Only the lines below between the ones containing "Phrase: stone building" and "steam cloud in the picture.", inclusive, are to be reproduced, each exactly as it stands.

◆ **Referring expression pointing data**
§

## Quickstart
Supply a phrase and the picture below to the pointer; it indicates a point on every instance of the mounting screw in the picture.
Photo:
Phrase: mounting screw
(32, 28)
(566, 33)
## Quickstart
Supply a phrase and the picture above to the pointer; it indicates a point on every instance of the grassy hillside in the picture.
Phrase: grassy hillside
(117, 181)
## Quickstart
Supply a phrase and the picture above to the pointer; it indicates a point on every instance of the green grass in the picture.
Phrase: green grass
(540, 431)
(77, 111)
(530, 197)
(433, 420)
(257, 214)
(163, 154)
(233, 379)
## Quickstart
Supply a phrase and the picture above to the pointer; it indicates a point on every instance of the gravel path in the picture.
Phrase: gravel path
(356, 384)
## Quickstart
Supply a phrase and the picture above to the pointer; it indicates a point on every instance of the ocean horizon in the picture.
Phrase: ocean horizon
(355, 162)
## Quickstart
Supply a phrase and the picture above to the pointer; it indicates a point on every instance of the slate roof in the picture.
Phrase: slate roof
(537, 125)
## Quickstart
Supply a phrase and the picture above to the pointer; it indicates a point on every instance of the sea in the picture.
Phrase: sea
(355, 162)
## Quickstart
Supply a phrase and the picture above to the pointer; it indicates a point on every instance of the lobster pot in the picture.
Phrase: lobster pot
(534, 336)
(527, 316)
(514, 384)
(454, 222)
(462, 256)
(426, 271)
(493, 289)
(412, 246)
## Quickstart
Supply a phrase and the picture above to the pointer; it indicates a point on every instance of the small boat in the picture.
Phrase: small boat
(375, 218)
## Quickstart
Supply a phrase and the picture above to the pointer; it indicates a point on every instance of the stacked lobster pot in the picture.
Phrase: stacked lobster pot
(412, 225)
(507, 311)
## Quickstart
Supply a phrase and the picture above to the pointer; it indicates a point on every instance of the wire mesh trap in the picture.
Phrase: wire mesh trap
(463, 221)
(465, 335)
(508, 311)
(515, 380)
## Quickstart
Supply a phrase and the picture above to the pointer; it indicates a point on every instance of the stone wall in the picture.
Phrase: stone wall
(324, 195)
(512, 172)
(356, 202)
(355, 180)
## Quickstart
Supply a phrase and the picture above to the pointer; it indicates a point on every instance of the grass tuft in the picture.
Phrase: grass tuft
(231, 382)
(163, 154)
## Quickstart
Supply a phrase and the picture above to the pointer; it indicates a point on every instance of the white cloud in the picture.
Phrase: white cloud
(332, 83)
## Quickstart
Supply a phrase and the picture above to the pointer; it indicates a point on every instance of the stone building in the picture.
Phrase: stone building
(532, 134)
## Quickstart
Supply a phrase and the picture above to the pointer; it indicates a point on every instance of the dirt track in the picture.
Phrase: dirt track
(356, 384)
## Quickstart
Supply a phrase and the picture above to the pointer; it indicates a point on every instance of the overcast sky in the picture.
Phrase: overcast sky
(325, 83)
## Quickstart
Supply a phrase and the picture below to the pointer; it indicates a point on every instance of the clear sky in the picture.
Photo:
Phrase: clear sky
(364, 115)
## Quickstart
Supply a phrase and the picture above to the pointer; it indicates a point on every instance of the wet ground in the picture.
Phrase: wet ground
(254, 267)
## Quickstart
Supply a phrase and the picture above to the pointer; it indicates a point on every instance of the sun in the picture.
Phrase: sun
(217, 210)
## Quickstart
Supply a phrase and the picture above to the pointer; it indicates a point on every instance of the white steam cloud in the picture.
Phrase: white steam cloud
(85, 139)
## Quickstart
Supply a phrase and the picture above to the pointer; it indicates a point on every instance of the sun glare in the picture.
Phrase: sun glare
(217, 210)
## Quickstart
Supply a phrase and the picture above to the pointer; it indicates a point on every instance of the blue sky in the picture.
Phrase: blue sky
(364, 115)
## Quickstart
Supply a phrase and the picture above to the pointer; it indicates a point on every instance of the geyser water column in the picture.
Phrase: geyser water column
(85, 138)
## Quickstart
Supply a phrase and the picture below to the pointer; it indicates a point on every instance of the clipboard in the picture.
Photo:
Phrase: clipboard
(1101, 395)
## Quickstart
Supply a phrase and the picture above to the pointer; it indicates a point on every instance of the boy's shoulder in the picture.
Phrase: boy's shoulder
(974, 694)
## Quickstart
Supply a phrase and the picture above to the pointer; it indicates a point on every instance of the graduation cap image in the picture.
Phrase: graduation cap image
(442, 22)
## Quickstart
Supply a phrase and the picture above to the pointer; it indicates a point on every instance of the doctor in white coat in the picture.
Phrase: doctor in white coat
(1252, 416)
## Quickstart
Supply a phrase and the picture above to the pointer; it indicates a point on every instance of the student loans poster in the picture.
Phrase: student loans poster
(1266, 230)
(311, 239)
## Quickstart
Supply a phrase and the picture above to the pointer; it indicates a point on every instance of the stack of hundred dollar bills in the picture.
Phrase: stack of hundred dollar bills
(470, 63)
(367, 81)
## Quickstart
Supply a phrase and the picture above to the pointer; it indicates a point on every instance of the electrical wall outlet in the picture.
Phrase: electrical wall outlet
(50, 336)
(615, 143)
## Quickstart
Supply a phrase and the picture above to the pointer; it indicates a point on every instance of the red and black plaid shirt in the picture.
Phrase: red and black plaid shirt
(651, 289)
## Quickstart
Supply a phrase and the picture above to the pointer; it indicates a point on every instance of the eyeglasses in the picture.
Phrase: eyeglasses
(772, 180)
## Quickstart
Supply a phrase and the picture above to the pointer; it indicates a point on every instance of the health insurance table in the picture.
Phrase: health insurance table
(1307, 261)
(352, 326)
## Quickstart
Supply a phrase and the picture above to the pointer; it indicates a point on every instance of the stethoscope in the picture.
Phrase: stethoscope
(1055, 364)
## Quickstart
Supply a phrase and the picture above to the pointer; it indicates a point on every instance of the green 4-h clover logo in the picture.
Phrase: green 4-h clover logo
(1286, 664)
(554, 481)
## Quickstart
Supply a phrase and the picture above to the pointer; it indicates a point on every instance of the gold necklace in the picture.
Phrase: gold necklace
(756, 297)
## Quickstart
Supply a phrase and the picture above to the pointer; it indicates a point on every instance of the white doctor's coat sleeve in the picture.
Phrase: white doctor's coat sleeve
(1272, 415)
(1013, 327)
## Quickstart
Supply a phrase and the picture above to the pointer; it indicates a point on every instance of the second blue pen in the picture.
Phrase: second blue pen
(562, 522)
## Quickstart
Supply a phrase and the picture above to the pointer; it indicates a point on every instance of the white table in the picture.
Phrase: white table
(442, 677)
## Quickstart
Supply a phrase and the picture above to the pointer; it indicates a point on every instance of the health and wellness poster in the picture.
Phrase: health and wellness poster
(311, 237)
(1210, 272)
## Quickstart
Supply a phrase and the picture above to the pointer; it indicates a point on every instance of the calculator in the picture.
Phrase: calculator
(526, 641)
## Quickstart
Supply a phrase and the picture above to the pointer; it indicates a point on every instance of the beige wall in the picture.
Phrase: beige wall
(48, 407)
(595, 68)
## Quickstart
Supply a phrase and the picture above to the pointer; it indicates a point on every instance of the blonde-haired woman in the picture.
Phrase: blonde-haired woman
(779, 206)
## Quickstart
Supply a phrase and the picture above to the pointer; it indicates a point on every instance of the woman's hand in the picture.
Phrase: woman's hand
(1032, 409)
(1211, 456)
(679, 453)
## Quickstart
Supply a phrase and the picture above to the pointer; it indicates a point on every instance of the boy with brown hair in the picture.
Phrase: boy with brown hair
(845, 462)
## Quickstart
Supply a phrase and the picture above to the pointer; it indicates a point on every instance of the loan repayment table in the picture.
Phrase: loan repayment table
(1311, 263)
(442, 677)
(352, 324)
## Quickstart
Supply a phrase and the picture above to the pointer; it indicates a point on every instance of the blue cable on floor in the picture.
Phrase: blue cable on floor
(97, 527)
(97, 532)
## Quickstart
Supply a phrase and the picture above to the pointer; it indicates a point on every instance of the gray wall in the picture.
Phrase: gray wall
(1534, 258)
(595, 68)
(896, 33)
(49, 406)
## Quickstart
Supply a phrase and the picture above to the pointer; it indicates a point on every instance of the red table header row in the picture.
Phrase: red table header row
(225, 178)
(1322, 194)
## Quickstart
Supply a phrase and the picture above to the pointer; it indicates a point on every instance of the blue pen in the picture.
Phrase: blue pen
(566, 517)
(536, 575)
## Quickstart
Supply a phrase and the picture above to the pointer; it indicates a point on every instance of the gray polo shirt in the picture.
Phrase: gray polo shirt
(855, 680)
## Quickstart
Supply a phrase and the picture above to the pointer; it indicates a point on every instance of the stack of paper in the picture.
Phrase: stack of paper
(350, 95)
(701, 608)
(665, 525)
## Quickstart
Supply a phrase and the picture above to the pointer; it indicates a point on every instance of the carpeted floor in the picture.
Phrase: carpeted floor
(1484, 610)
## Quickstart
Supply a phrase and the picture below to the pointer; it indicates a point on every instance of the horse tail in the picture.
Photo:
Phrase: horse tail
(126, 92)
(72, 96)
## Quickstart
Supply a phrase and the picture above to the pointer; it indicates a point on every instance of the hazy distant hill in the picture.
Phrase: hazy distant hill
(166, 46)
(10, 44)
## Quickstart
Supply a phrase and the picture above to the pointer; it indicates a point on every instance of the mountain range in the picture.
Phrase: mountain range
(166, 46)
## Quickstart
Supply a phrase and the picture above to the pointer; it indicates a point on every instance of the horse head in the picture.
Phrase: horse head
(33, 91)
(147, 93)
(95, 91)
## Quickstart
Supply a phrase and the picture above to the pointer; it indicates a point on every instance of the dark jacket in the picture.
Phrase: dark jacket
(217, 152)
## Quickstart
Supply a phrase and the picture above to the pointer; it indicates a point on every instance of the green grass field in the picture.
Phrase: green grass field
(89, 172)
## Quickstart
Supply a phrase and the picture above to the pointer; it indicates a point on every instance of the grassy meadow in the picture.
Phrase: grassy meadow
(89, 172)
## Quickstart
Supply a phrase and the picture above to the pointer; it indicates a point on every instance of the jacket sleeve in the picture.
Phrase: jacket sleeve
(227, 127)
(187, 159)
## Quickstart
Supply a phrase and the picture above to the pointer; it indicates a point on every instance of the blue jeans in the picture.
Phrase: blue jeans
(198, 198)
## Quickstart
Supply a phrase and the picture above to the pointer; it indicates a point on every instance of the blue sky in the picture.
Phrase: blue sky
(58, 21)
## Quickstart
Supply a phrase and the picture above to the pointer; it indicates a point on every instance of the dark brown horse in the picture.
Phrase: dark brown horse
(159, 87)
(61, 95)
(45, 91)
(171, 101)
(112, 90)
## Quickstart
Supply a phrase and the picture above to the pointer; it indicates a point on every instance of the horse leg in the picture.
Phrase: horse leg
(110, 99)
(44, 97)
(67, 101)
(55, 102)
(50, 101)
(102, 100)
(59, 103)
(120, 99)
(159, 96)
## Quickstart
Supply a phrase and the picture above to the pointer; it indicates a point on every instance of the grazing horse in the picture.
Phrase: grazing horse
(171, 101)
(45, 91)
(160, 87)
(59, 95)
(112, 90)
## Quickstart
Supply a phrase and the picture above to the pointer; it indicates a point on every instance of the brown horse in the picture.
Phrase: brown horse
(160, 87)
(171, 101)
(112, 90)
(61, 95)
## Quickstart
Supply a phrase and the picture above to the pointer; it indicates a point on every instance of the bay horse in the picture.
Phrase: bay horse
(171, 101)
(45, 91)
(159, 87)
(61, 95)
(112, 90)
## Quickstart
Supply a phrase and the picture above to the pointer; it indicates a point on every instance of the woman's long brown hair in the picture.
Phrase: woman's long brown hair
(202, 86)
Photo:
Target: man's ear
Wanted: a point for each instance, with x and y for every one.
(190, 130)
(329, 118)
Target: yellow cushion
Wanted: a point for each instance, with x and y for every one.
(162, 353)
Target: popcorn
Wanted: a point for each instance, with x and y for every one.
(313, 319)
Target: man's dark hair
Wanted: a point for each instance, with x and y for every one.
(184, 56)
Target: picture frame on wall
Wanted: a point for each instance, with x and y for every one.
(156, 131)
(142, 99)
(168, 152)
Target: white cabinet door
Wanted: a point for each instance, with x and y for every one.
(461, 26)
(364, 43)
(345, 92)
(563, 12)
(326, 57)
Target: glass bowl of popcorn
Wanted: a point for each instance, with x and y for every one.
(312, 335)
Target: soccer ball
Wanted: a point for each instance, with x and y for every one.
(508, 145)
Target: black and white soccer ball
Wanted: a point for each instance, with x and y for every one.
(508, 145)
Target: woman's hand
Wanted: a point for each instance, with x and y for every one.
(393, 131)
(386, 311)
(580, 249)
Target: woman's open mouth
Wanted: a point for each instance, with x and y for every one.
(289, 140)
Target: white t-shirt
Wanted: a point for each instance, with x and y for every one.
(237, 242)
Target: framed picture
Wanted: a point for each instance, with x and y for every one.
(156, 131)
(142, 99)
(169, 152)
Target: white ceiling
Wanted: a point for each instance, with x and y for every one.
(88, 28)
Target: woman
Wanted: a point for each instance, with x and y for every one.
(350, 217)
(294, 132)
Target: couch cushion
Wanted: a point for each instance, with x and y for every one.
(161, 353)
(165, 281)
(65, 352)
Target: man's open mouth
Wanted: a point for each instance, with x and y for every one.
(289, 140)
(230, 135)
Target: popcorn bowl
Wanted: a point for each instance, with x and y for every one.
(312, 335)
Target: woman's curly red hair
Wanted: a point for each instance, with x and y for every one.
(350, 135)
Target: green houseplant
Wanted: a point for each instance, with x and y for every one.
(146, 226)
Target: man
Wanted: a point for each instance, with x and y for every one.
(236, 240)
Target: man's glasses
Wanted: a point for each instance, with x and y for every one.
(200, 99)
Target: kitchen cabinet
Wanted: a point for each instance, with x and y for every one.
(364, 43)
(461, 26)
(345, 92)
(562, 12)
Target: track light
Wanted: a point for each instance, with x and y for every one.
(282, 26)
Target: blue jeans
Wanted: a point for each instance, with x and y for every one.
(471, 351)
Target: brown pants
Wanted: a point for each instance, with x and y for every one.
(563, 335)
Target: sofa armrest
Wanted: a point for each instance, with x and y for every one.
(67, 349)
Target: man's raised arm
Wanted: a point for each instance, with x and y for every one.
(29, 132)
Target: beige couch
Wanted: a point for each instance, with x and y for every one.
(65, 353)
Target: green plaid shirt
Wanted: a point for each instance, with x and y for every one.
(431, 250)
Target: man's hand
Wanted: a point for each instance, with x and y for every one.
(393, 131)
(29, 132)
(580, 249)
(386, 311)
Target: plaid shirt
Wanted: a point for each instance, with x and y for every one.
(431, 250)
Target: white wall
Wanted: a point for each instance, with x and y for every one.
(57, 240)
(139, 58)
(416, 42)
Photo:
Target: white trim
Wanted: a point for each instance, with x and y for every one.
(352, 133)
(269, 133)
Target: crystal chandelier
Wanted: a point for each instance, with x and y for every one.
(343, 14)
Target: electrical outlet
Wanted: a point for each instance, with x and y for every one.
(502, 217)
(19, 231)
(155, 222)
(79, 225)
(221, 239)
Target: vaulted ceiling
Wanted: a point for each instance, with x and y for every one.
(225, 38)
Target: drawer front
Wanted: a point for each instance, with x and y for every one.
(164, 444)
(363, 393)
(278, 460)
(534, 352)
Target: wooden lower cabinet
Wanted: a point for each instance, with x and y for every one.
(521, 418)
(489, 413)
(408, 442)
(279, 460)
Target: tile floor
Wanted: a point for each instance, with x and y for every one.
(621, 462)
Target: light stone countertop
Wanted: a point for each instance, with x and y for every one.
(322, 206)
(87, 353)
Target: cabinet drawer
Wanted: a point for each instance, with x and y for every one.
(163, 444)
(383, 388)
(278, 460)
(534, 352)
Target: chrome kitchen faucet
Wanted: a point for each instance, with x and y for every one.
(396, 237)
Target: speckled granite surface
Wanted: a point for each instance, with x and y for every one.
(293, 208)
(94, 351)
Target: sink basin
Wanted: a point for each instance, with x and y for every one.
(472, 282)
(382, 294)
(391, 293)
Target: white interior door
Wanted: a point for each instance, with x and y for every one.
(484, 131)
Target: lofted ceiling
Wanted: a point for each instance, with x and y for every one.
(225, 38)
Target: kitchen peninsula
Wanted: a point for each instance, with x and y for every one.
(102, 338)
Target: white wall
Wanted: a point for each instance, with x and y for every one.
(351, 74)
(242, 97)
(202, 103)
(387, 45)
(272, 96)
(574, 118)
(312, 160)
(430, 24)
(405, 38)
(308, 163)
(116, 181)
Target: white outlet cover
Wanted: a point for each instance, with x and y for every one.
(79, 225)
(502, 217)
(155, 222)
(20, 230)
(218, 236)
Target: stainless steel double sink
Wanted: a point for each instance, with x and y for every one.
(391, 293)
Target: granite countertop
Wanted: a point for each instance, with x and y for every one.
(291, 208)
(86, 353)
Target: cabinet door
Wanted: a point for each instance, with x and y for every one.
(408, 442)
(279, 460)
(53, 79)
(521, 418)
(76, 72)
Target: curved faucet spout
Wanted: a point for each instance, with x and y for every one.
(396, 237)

§

◆ **EXERCISE RESPONSE**
Phrase: stone building
(532, 134)
## Quickstart
Supply a phrase and the picture above to the pointer; it indicates a point on every instance of the dirt track in the picture.
Phrase: dirt track
(356, 384)
## Quickstart
Supply a phrase and the picture above to the pointer; it indicates a point on every instance of the overcast sky in the picture.
Phrase: overcast sky
(325, 83)
## Quickstart
Supply a phrase and the picture below to the pointer; it indicates a point on every instance of the clear sky in the picture.
Photo:
Phrase: clear sky
(364, 115)
## Quickstart
Supply a phrase and the picture above to the pointer; it indicates a point on every instance of the wet ground in the picture.
Phrase: wet ground
(254, 267)
## Quickstart
Supply a phrase and the picture above to the pointer; it indicates a point on every instance of the sun in the picture.
Phrase: sun
(217, 210)
## Quickstart
Supply a phrase and the picture above to the pointer; it indicates a point on every instance of the white steam cloud in the picture.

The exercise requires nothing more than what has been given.